Exercise goal -
Please retype the listing below exactly as it stands, skipping any pictures.
++++++
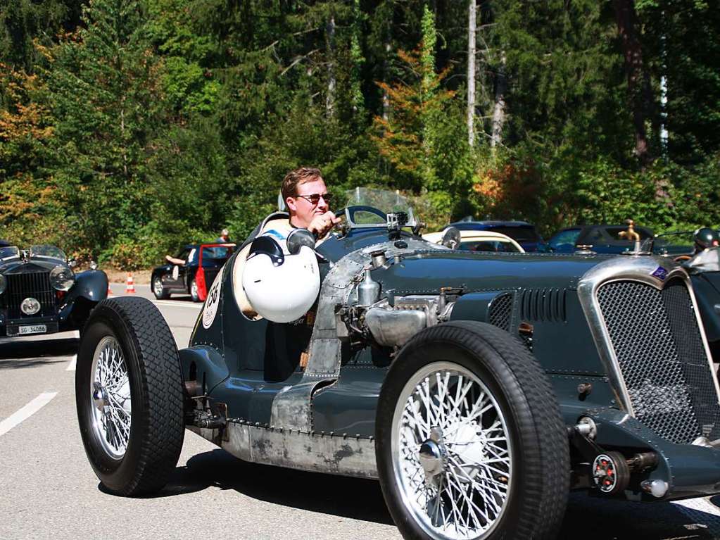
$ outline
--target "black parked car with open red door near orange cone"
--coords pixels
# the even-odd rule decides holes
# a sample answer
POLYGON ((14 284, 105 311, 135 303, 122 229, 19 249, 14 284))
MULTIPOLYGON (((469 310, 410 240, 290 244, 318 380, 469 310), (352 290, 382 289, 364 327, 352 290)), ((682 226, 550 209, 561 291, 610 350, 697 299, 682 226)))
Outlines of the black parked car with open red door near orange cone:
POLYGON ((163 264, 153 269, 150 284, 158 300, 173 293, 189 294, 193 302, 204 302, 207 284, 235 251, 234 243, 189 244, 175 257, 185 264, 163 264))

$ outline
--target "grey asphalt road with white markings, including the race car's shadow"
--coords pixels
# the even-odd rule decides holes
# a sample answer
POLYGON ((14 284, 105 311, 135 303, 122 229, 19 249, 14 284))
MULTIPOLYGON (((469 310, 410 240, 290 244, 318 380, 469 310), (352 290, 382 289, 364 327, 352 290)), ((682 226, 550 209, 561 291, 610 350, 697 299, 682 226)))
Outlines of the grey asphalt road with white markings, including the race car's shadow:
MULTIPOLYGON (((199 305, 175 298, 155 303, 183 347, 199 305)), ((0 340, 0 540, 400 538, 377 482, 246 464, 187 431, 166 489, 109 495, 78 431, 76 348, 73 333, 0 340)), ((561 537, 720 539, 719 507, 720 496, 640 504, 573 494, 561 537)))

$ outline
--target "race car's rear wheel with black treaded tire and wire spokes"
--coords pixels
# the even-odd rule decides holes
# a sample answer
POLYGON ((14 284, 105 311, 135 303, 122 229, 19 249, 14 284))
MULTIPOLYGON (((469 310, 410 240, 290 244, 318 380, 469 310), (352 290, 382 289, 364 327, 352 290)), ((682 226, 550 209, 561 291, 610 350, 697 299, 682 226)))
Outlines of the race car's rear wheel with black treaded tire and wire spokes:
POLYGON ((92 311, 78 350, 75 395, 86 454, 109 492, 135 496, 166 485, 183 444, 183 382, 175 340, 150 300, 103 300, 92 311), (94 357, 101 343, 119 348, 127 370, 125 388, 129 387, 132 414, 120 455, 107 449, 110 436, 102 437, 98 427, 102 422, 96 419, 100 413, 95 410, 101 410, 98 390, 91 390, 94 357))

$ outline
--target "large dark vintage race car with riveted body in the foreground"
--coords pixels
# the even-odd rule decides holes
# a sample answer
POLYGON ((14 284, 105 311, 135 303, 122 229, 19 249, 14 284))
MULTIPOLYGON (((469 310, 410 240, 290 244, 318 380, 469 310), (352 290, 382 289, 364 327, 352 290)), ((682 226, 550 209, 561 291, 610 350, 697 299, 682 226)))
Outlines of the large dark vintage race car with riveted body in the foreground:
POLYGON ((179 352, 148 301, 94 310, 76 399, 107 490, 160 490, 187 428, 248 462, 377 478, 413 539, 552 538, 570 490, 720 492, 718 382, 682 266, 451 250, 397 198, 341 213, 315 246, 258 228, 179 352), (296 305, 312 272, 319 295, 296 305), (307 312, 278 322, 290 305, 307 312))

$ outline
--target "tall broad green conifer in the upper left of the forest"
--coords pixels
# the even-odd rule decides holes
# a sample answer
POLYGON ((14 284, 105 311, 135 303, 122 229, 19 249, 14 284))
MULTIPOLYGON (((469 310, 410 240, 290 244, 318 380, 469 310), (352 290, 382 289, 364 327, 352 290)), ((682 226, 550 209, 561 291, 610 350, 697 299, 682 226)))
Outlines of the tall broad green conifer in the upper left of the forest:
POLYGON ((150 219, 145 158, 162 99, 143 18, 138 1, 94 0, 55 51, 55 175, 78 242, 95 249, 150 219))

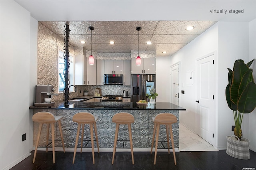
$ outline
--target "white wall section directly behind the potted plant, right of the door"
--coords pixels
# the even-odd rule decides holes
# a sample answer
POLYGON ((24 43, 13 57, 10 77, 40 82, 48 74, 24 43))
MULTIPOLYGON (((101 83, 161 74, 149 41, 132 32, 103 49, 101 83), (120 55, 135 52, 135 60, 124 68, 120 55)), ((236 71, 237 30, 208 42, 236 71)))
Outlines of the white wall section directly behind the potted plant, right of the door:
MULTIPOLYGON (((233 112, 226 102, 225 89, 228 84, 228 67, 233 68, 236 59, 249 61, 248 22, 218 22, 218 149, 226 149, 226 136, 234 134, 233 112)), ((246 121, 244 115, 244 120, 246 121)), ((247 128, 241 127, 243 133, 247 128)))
++++++
Exercise response -
$ outline
--target "black parked car with open red door near orange cone"
--coords pixels
# the even-odd rule decides holes
# a sample answer
POLYGON ((14 284, 105 311, 135 303, 122 229, 19 249, 14 284))
MULTIPOLYGON (((469 310, 410 240, 290 244, 318 380, 469 310), (352 290, 382 289, 364 327, 352 290)), ((682 226, 550 209, 561 291, 610 350, 697 299, 682 226)))
Outlines of the black parked car with open red door near orange cone:
POLYGON ((163 264, 153 269, 150 284, 158 300, 173 293, 189 294, 193 302, 204 302, 207 284, 235 251, 234 243, 189 244, 175 257, 185 264, 163 264))

$ outline
--target "grey asphalt road with white markings, including the race car's shadow"
--coords pixels
# the even-odd rule decides holes
# a sample answer
POLYGON ((14 284, 105 311, 135 303, 122 229, 19 249, 14 284))
MULTIPOLYGON (((469 310, 410 240, 290 244, 318 380, 469 310), (352 290, 382 289, 364 327, 352 290)), ((682 226, 550 209, 561 291, 610 350, 697 299, 682 226)))
Outlines of the grey asphalt road with white markings, including the race car's shadow:
MULTIPOLYGON (((199 305, 175 298, 155 303, 183 347, 199 305)), ((0 340, 0 540, 400 538, 377 482, 246 464, 187 431, 166 489, 109 495, 78 431, 76 348, 73 333, 0 340)), ((561 537, 720 539, 719 507, 720 496, 640 504, 573 494, 561 537)))

$ outline
--target "race car's rear wheel with black treaded tire and wire spokes"
--coords pixels
# the even-odd rule decides holes
# a sample answer
POLYGON ((14 284, 105 311, 135 303, 122 229, 19 249, 14 284))
MULTIPOLYGON (((469 310, 410 240, 290 244, 318 380, 469 310), (352 290, 382 289, 364 327, 352 290)), ((682 226, 550 209, 561 291, 610 350, 697 299, 682 226)))
Outlines of the race car's rear wheel with black treaded tire and wire spokes:
POLYGON ((92 311, 78 350, 75 395, 86 454, 109 492, 135 496, 166 485, 183 444, 183 382, 175 340, 150 300, 103 300, 92 311), (94 357, 101 343, 119 348, 127 370, 125 388, 129 387, 132 414, 120 455, 107 449, 110 436, 102 437, 98 427, 102 422, 96 419, 100 413, 95 410, 101 410, 98 390, 91 390, 94 357))

$ outline
--target "large dark vintage race car with riveted body in the foreground"
--coords pixels
# the even-odd rule decides holes
# a sample answer
POLYGON ((14 284, 105 311, 135 303, 122 229, 19 249, 14 284))
MULTIPOLYGON (((469 310, 410 240, 290 244, 318 380, 469 310), (352 290, 382 289, 364 327, 352 290)), ((682 226, 550 209, 561 291, 610 350, 697 299, 682 226)))
Outlines of the large dark vintage race car with riveted body in the foreground:
POLYGON ((179 352, 148 301, 94 310, 76 399, 107 490, 160 490, 187 428, 248 462, 377 478, 413 539, 552 538, 570 490, 720 492, 718 382, 682 266, 451 250, 397 198, 341 213, 315 246, 258 228, 179 352), (296 305, 312 272, 319 295, 296 305), (307 312, 278 322, 290 305, 307 312))

$ outline
--target "tall broad green conifer in the upper left of the forest"
--coords pixels
# the even-odd rule decides holes
# a sample answer
POLYGON ((14 284, 105 311, 135 303, 122 229, 19 249, 14 284))
MULTIPOLYGON (((469 310, 410 240, 290 244, 318 380, 469 310), (352 290, 382 289, 364 327, 352 290)), ((682 226, 550 209, 561 291, 610 350, 697 299, 682 226)))
Outlines of the tall broad green conifer in the upper left of the forest:
POLYGON ((150 219, 145 158, 162 99, 143 18, 138 1, 94 0, 55 51, 55 175, 78 242, 95 249, 150 219))

$ outline
--target "white wall section directly behind the potted plant, right of the door"
--coords pixels
# the even-odd rule decides holes
# a sample answer
POLYGON ((24 43, 13 57, 10 77, 40 82, 48 74, 24 43))
MULTIPOLYGON (((101 83, 161 74, 149 41, 132 32, 103 49, 101 83), (120 55, 135 52, 135 60, 124 68, 120 55)), ((236 71, 237 30, 208 42, 236 71)))
Outlines of the white wall section directly behind the potted plant, right of the door:
MULTIPOLYGON (((233 112, 226 102, 225 89, 228 84, 228 67, 233 68, 236 59, 249 61, 248 22, 218 22, 218 149, 226 149, 226 136, 234 134, 233 112)), ((246 121, 244 115, 244 120, 246 121)), ((247 128, 241 127, 243 133, 247 128)))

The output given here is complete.